# [SELECTED TEXT]
To be sure, the victory had costs beyond dollars and soldiers' lives. The threat posed by Soviet expansionism, though real, was easily exaggerated, spurring periodic bouts of national hysteria. Embellishing the red threat for bureaucratic advantage was part of the government process for starting and sustaining weapons projects, since ideas for such projects always exceeded obtainable resources. Such tactics, however, could frighten and confuse outsiders. And even though the resources made available to the Pentagon were not enough to implement most of the new weapons proposals, they were large enough to constrain the rest of government, delaying or blocking the implementation of social programs. Proponents of higher defense spending further confused national politics by overusing Cold War rhetoric.
U.S. allies tended to underplay the communist threat rather than exaggerate it. This allowed them to underinvest in the common defense effort, comfortable in the knowledge that the United States would defend them while it defended itself. Instead, the allies focused first on their economic recovery from World War II and later on gaining trade advantages. With rare exceptions, their military preparations did not approach America's. But most of them still criticized American anticommunism and willingness to use or threaten force in conflicts with the Soviet Union and its proxies. Only NATO functioned well as a military organization, but then again Europe was the crucial front in the Cold War.

# [BRIEF 1]
According to the Cold War passage, what did U.S. allies focus on first?
# [BRIEF 2]
Do the following statements agree with the Cold War passage? Answer yes or no for each, quoting the words that decide it. (a) U.S. allies tended to exaggerate the communist threat. (b) NATO functioned well as a military organization. (c) The resources given to the Pentagon were enough to carry out most new weapons proposals.

# [EXCERPTED DATA]
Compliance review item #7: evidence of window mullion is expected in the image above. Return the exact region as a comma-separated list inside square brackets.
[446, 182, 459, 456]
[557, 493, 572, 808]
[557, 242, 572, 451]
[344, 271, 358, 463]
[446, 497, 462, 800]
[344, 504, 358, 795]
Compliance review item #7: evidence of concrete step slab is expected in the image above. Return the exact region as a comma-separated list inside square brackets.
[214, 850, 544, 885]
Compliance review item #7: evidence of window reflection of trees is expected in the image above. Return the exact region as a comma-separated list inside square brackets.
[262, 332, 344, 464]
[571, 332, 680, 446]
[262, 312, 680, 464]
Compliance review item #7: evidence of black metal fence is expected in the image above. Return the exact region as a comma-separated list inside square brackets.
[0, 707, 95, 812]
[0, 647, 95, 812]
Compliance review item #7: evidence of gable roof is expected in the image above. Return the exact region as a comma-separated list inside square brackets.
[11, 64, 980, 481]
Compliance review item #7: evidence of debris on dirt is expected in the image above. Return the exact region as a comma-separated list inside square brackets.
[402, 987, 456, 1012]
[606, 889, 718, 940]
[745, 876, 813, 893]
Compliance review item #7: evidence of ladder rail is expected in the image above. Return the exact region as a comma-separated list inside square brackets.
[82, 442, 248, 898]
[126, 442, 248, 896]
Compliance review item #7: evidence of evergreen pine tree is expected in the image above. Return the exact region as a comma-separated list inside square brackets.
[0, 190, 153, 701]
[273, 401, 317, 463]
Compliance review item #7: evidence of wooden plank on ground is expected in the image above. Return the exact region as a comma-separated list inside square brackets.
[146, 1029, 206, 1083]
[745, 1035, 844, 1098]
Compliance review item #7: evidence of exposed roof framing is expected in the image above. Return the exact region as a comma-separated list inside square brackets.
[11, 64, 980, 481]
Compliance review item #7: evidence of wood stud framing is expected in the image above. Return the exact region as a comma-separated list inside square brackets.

# [CORRECT OUTPUT 1]
Their economic recovery from World War II.

# [CORRECT OUTPUT 2]
(a) No: "U.S. allies tended to underplay the communist threat rather than exaggerate it."
(b) Yes: "Only NATO functioned well as a military organization"
(c) No: "the resources made available to the Pentagon were not enough to implement most of the new weapons proposals"